→ **WHAT YOU ARE ASKED TO DO**
Copy out the court passage on § 406(b)(1) below word for word, in full.

→ **GIVEN TEXT**
┄┄┄┄┄┄┄┄┄┄┄┄┄┄┄┄┄┄┄┄
Because § 406(b)(1) reasonably can be read either narrowly or broadly, we find it appropriate to employ other tools of statutory interpretation in deciding the question before us.
2. Legislative History and Purpose
“If [a statutory] ambiguity is found, a court may seek guidance from Congress's intent, a task aided by reviewing the legislative history. A court can also resolve ambiguities by looking at the purpose behind the statute.” Quarrell, 310 F.3d at 669 (quotation omitted).
The legislative history of § 406(b) is brief.3 It tends to indicate that Congress had two concerns in enacting § 406(b)(1): first, that attorneys' shares of ultimate recoveries were becoming excessive, and second, that attorneys be able to collect their reasonable fees. Smith, 815 F.2d at 1155; Dawson v. Finch, 425 F.2d 1192, 1194-95 (5th Cir.1970); see also Pappas v. Bowen, 863 F.2d 227, 230-31 (2d Cir.1988) (characterizing the second reason as to “encourage legal representation of Social Security claimants”).
┄┄┄┄┄┄┄┄┄┄┄┄┄┄┄┄┄┄┄┄
→ **COLLECTED MATERIAL**
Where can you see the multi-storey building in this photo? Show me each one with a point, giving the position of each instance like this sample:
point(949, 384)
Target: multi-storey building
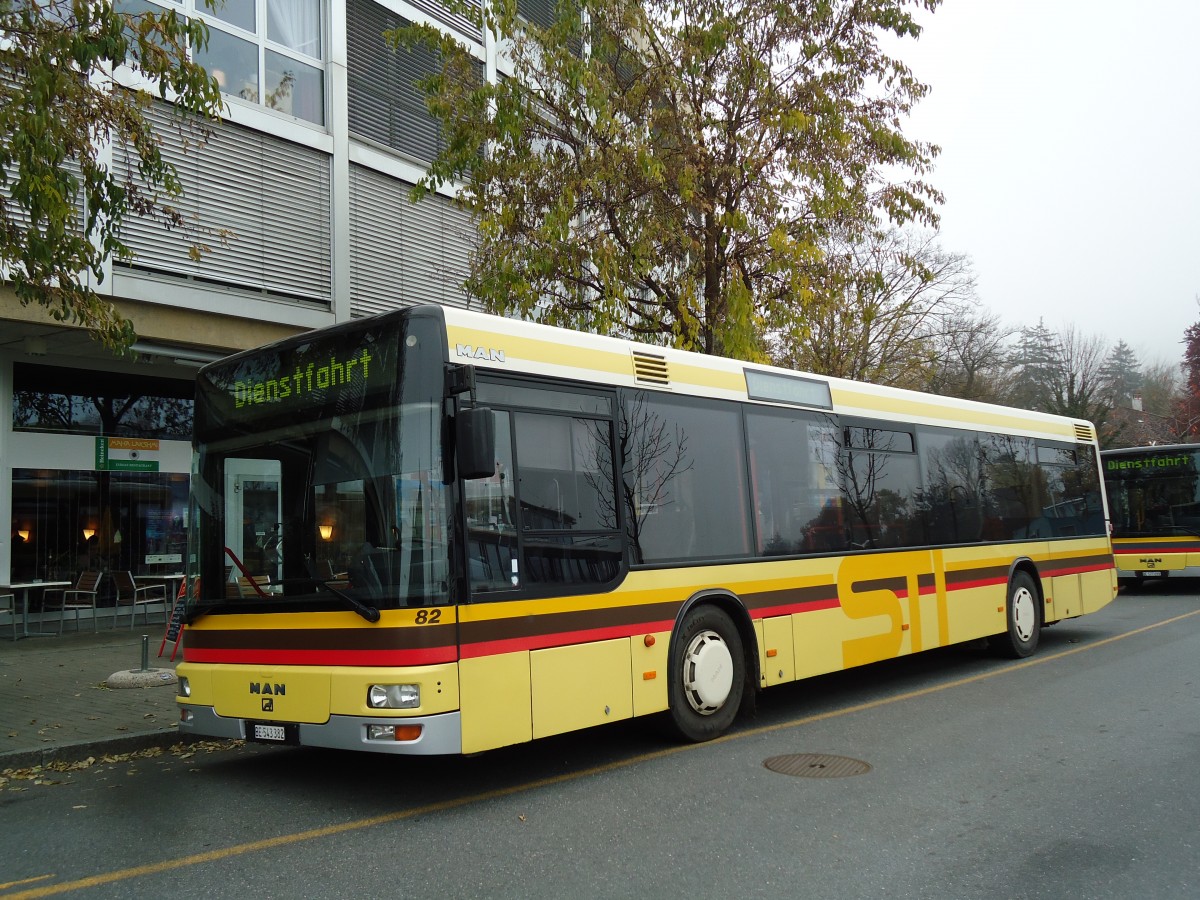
┄┄┄┄┄┄┄┄┄┄┄┄┄┄┄┄┄┄┄┄
→ **TASK ANSWER**
Because § 406(b)(1) reasonably can be read either narrowly or broadly, we find it appropriate to employ other tools of statutory interpretation in deciding the question before us.
2. Legislative History and Purpose
“If [a statutory] ambiguity is found, a court may seek guidance from Congress's intent, a task aided by reviewing the legislative history. A court can also resolve ambiguities by looking at the purpose behind the statute.” Quarrell, 310 F.3d at 669 (quotation omitted).
The legislative history of § 406(b) is brief.3 It tends to indicate that Congress had two concerns in enacting § 406(b)(1): first, that attorneys' shares of ultimate recoveries were becoming excessive, and second, that attorneys be able to collect their reasonable fees. Smith, 815 F.2d at 1155; Dawson v. Finch, 425 F.2d 1192, 1194-95 (5th Cir.1970); see also Pappas v. Bowen, 863 F.2d 227, 230-31 (2d Cir.1988) (characterizing the second reason as to “encourage legal representation of Social Security claimants”).